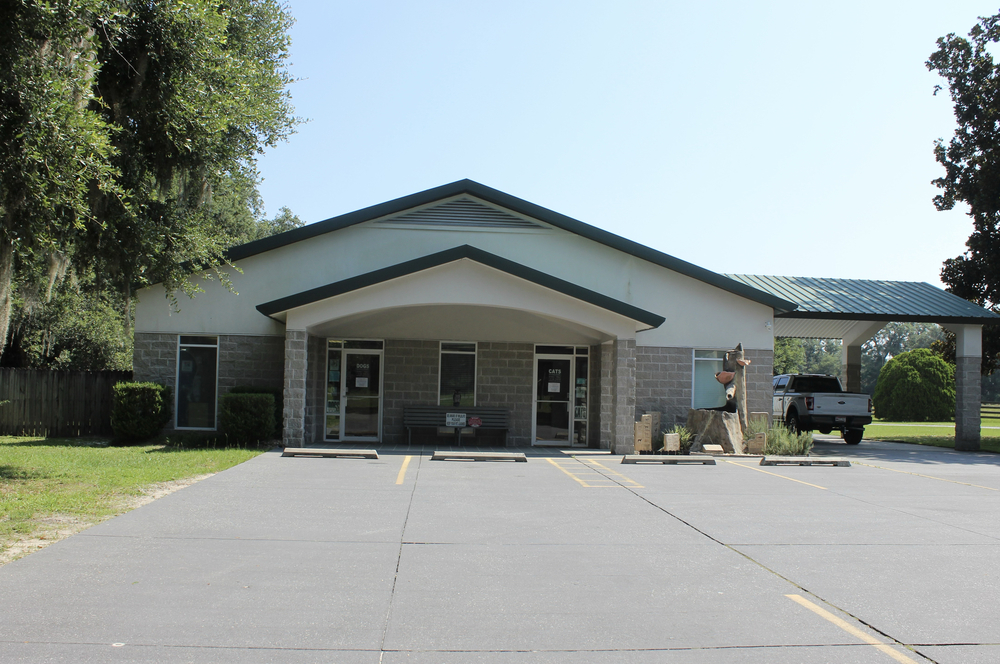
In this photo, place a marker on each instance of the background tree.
(915, 386)
(55, 149)
(129, 133)
(971, 160)
(890, 341)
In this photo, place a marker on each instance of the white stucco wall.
(697, 314)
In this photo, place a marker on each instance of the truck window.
(816, 384)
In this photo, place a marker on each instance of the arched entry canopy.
(461, 293)
(854, 310)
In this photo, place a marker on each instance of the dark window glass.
(200, 341)
(816, 384)
(366, 345)
(196, 387)
(458, 348)
(554, 350)
(458, 379)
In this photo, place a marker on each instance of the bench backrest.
(434, 416)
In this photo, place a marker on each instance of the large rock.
(715, 427)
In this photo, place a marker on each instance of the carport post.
(968, 385)
(296, 349)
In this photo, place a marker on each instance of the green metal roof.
(275, 307)
(863, 299)
(520, 206)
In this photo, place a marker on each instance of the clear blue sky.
(790, 138)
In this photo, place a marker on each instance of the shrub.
(279, 404)
(782, 441)
(915, 386)
(139, 410)
(246, 418)
(686, 436)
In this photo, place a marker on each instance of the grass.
(49, 481)
(937, 434)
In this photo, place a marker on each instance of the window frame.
(694, 372)
(177, 381)
(475, 368)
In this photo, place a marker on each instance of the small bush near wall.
(139, 410)
(782, 441)
(246, 418)
(279, 404)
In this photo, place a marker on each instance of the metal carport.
(853, 310)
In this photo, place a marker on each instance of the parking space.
(404, 559)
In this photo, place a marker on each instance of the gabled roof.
(448, 256)
(862, 299)
(519, 206)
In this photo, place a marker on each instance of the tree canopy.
(971, 160)
(129, 133)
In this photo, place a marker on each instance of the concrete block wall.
(594, 394)
(244, 361)
(663, 380)
(968, 401)
(409, 377)
(296, 349)
(315, 413)
(154, 358)
(760, 380)
(505, 379)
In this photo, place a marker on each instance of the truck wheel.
(792, 421)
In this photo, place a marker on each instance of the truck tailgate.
(840, 404)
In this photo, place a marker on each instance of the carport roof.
(863, 299)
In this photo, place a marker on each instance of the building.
(464, 295)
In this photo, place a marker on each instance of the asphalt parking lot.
(561, 559)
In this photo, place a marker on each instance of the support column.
(296, 353)
(968, 385)
(850, 359)
(623, 397)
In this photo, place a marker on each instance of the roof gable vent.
(460, 213)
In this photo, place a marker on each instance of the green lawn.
(46, 483)
(938, 434)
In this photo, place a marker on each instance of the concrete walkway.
(561, 559)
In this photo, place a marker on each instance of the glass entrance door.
(552, 400)
(362, 385)
(354, 390)
(561, 400)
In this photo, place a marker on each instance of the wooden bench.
(435, 417)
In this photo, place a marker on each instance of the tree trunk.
(6, 281)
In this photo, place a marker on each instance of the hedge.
(140, 410)
(246, 418)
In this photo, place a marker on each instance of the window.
(197, 372)
(457, 376)
(707, 392)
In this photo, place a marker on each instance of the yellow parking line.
(851, 629)
(632, 483)
(940, 479)
(567, 472)
(402, 471)
(776, 475)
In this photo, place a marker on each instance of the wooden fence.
(56, 403)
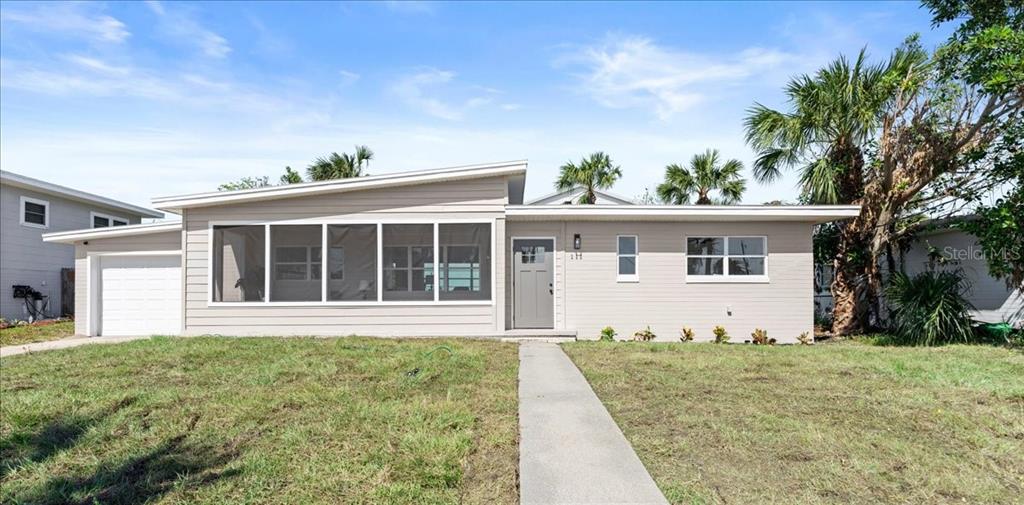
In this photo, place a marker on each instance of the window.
(737, 257)
(35, 213)
(295, 254)
(351, 262)
(103, 220)
(409, 262)
(627, 258)
(464, 269)
(239, 263)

★ ★ ★

Exercise:
Scale the records starting at the line that contains "yellow parking line." and ending at the last line of the records, and write out all of those lines, requests included, with every coordinate in the answers multiplied by 0.4 and rounded to the nearest whole number, halves rounded up. Leave the pictures out.

Answer in full:
In this photo, place a marker on each instance of the yellow parking line.
(340, 252)
(253, 193)
(376, 192)
(227, 189)
(161, 188)
(310, 190)
In this photo, place a marker on each instance of the wooden fence.
(22, 161)
In this photo, place a marker on each instance of the window.
(295, 103)
(14, 85)
(118, 102)
(140, 105)
(41, 88)
(164, 105)
(251, 103)
(186, 108)
(96, 105)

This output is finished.